_Geciteerde passage:_
ECLI:NL:OGHNAA:2004:BF3203

Gemeenschappelijk Hof van Justitie van de Nederlandse Antillen en Aruba

Datum uitspraak
10 mei 2004
Publicatiedatum
5 april 2013
Zaaknummer
2 HLAR 05/03
Instantie
Gemeenschappelijk Hof van Justitie van de Nederlandse Antillen en Aruba
Type
Uitspraak
Rechtsgebied
Bestuursrecht
Procedures
  • Hoger beroep
Rechters
Vindplaatsen
  • Rechtspraak.nl
AI samenvatting door LexboostAutomatisch gegenereerd

Hoger beroep inzake vergunning voor begrafenisonderneming op Sint Maarten

In deze zaak gaat het om een hoger beroep van de naamloze vennootschap “Southern Funeral Services & Crematory N.V.” tegen een uitspraak van het Gerecht in eerste aanleg van de Nederlandse Antillen, zittingsplaats Sint Maarten, van 21 november 2002. De appellante had het Bestuurscollege van het Eilandgebied Sint Maarten verzocht om een vergunning voor het vestigen en drijven van een begrafenisonderneming/crematorium. Het Bestuurscollege had echter in een brief van 2 augustus 2002 meegedeeld dat er een commissie zou worden ingesteld om te adviseren over de mogelijkheden voor de oprichting van een crematorium op Sint Maarten. Tevens werd in de brief aangegeven dat de vergunning niet zou worden verleend vanwege te verwachten verkeersopstoppingen in het desbetreffende gebied. De appellante stelde dat deze brief een beschikking was waartegen beroep kon worden ingesteld, maar het Hof oordeelde dat dit niet het geval was. De brief bevatte enkel informatie over een nog te nemen besluit en strekte niet tot het weigeren van de vergunning. Het Hof verklaarde het hoger beroep gegrond, vernietigde de eerdere uitspraak van het Gerecht en verklaarde het Gerecht onbevoegd om van het beroep kennis te nemen. Tevens werd bepaald dat het griffierecht aan de appellante zou worden terugbetaald.

Uitspraak

2 HLAR 05/03.
Datum uitspraak: 10 mei 2004
GEMEENSCHAPPELIJK HOF VAN JUSTITIE
VAN DE NEDERLANDSE ANTILLEN EN ARUBA
Uitspraak op het hoger beroep van:
de naamloze vennootschap “Southern Funeral Services & Crematory N.V.”, gevestigd op Sint Maarten,
appellante,
tegen de uitspraak van het Gerecht in eerste aanleg van de Nederlandse Antillen, zittingsplaats Sint Maarten, van 21 november 2002 in het geding tussen:
appellante
en
het Bestuurscollege van het Eilandgebied Sint Maarten.
1. Procesverloop
Bij brief van 2 augustus 2002 heeft het Bestuurscollege van het Eilandgebied Sint Maarten (hierna: het Bestuurscollege) aan appellante bericht, als hierna vermeld.
Bij uitspraak van 21 november 2002 heeft het Gerecht in eerste aanleg van de Nederlandse Antillen, zittingsplaats Sint Maarten (hierna: het Gerecht), het daartegen door appellante ingestelde beroep niet-ontvankelijk verklaard.

_Opdracht:_
Schrijf uit de uitspraak over de vergunning voor de begrafenisonderneming letterlijk het gedeelte over dat opent met de woorden "Datum uitspraak: 10" en sluit met "beroep niet-ontvankelijk verklaard.".

_Aangeleverde gegevens:_

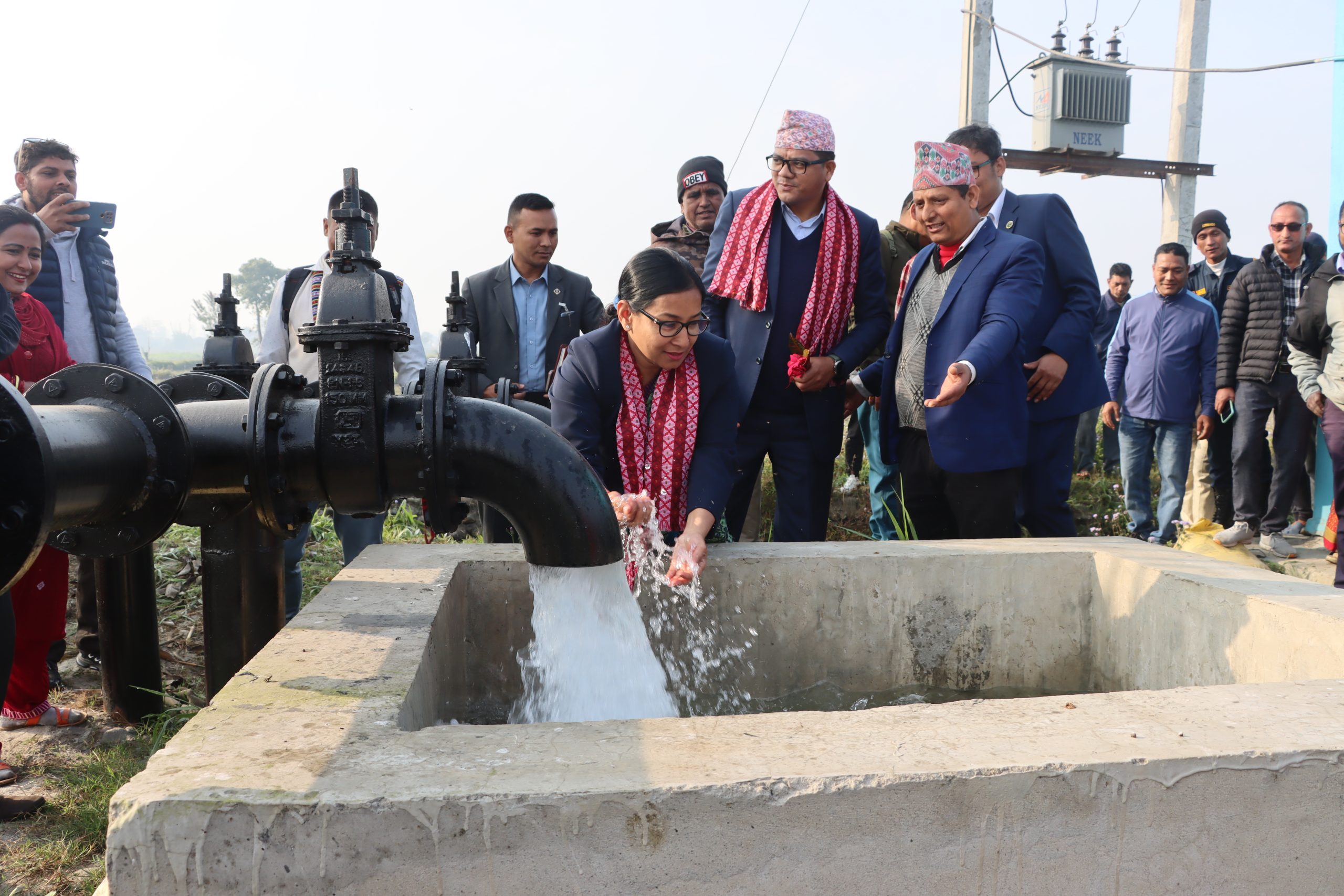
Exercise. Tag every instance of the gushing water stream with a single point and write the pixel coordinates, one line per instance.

_Antwoord:_
Datum uitspraak: 10 mei 2004
GEMEENSCHAPPELIJK HOF VAN JUSTITIE
VAN DE NEDERLANDSE ANTILLEN EN ARUBA
Uitspraak op het hoger beroep van:
de naamloze vennootschap “Southern Funeral Services & Crematory N.V.”, gevestigd op Sint Maarten,
appellante,
tegen de uitspraak van het Gerecht in eerste aanleg van de Nederlandse Antillen, zittingsplaats Sint Maarten, van 21 november 2002 in het geding tussen:
appellante
en
het Bestuurscollege van het Eilandgebied Sint Maarten.
1. Procesverloop
Bij brief van 2 augustus 2002 heeft het Bestuurscollege van het Eilandgebied Sint Maarten (hierna: het Bestuurscollege) aan appellante bericht, als hierna vermeld.
Bij uitspraak van 21 november 2002 heeft het Gerecht in eerste aanleg van de Nederlandse Antillen, zittingsplaats Sint Maarten (hierna: het Gerecht), het daartegen door appellante ingestelde beroep niet-ontvankelijk verklaard.